Formel 1-Reifen besitzen ein sehr enges Funktionsfenster, also den optimalen Punkt, an dem sie mit Blick auf das Grip-Niveau die beste Performance bieten. Unter diesem Fenster produzieren sie nicht das gleiche Niveau an mechanischem Grip oder Performance, darüber kann die Performance abfallen und der Reifenabrieb zunehmen. Wenn das optimale Funktionsfenster für die Reifen nur um ein paar Grad verpasst wird, kann das eine Zehntelsekunde an Rundenzeit kosten.
Da die Vorder- und Hinterreifen nicht bei den gleichen Temperaturen funktionieren, beeinflusst eine Veränderung der Streckentemperatur sie unterschiedlich und erhöht oder verringert ihr Grip-Niveau ungleichmäßig. Schwankende Streckentemperaturen nehmen deshalb auch Einfluss auf die Fahrzeugbalance. Aus diesem Grund verändern die Teams regelmäßig das Fahrzeugsetup, um auf diese Veränderungen zu reagieren.
Aber nicht nur die Teams reagieren auf diese Veränderungen, sondern auch die Fahrer. Auch ihr Fahrstil hat einen Einfluss auf die Reifentemperatur. Die Fahrer pushen härter, wenn sie die Reifen aufheizen wollen, besonders in schnellen Kurven.
Wenn sich die Streckentemperatur während eines Rennens stark verändert, stehen den Fahrern mehrere Möglichkeiten zur Verfügung. Sie können nicht nur beeinflussen, wie stark sie die Reifen herannehmen, sondern auch ihre Fahrlinie verändern, um diese besser an die Balance des Autos anzupassen. Sie können aber auch das Differenzial – also den Betrag an Drehmomentübertragung zwischen den Hinterrädern – oder die Bremsbalance nach vorne oder nach hinten verstellen.
Während die Reifen vor allem durch die Streckentemperatur beeinflusst werden, nimmt die Lufttemperatur mehr Einfluss auf die Bremsen, die Kühlung und die Power Unit. Deshalb überwachen die Teams ständig die Luft- und Streckentemperatur sowie die Temperaturen der Fahrzeugkomponenten. So können die Teams verfolgen, wie sich diese Komponenten im Verlauf einer Session oder des Rennens entwickeln oder verändern.
______
- **Aufgabe 1**: Übertragen Sie aus der Liste unverändert alle Zeilen von der Zeile mit „Question. Indicate the moth antenna“ bis zum Schluss der Liste, beide Enden eingeschlossen.
Der Auszug und die Liste haben inhaltlich nichts miteinander zu tun.
______
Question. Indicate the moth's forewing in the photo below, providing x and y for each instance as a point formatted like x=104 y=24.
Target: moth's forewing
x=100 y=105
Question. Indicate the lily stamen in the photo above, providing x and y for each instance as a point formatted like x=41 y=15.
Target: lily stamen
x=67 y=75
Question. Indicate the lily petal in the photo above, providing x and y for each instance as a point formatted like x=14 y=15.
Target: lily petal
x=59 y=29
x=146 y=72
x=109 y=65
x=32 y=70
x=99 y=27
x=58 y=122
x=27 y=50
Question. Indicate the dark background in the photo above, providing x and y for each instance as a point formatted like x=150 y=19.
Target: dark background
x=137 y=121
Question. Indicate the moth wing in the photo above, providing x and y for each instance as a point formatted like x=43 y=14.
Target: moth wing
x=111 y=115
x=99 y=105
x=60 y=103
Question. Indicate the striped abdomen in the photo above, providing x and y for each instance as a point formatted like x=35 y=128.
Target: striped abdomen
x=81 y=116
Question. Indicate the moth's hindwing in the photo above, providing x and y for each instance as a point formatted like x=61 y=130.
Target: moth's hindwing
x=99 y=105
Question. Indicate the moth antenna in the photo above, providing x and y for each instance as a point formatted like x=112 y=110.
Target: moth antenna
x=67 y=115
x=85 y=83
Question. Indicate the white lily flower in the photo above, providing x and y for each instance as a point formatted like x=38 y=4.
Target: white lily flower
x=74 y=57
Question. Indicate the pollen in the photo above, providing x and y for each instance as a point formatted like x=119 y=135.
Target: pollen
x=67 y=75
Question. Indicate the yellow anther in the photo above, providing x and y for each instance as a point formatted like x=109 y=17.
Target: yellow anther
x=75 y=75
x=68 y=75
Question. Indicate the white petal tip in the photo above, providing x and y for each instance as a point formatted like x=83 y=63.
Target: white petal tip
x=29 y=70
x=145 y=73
______
- **Aufgabe 2**: Setzen Sie den Auszug über Formel-1-Reifen und Temperaturen im Anschluss an seinen letzten Satz fort.

- **Lösung 1**:
Question. Indicate the moth antenna in the photo above, providing x and y for each instance as a point formatted like x=112 y=110.
Target: moth antenna
x=67 y=115
x=85 y=83
Question. Indicate the white lily flower in the photo above, providing x and y for each instance as a point formatted like x=38 y=4.
Target: white lily flower
x=74 y=57
Question. Indicate the pollen in the photo above, providing x and y for each instance as a point formatted like x=119 y=135.
Target: pollen
x=67 y=75
Question. Indicate the yellow anther in the photo above, providing x and y for each instance as a point formatted like x=109 y=17.
Target: yellow anther
x=75 y=75
x=68 y=75
Question. Indicate the white petal tip in the photo above, providing x and y for each instance as a point formatted like x=83 y=63.
Target: white petal tip
x=29 y=70
x=145 y=73

- **Lösung 2**:
Temperaturschwankungen verändern den Kühlbedarf, der notwendig ist, um die Power Unit innerhalb des optimalen Fensters zu halten und den Teams den bestmöglichen Leistungs-Output zu bieten. Wenn die Umgebungstemperatur sehr heiß ist, wird mehr Luftfluss benötigt, um die optimalen Temperaturen zu erreichen. Entsprechend öffnen die Teams das Bodywork des Autos, um den Luftfluss durch die Kühler zu erhöhen.
Die Teams können an einem Rennwochenende verschiedene Konfigurationen der Kühlung einsetzen, um sich an die erwarteten Bedingungen anzupassen. Das gilt besonders an Rennwochenenden wie in Bahrain, an denen Sessions sowohl bei heißen Tagestemperaturen als auch bei kühleren Temperaturen am Abend stattfinden.
Etwas kniffliger wird es, wenn sich die Bedingungen am Samstag und Sonntag stark voneinander unterscheiden. Denn das Reglement erlaubt zwischen dem Qualifying und dem Rennen keine Veränderungen an den Autos.
Selbst ohne eine Veränderung bei den Temperaturen ist die Fahrzeugabstimmung am Samstag immer eine Balance zwischen der Performance auf einer Runde sowie der Wettbewerbsfähigkeit im Rennen. Ein aggressives Setup mag für ein großartiges Grip-Niveau auf einer Runde im Qualifying sorgen, gleichzeitig kann es aber auch den Reifenabbau im Rennen erhöhen. Entsprechend müssen die Teams einen Kompromiss finden.
Wenn von Samstag auf Sonntag eine Temperaturveränderung vorhergesagt wird, erhöht das die Herausforderung für die Teams noch einmal, da sie bei der Vorbereitung des Autos für das Qualifying am Samstag immer die Bedingungen am Sonntag im Hinterkopf haben müssen.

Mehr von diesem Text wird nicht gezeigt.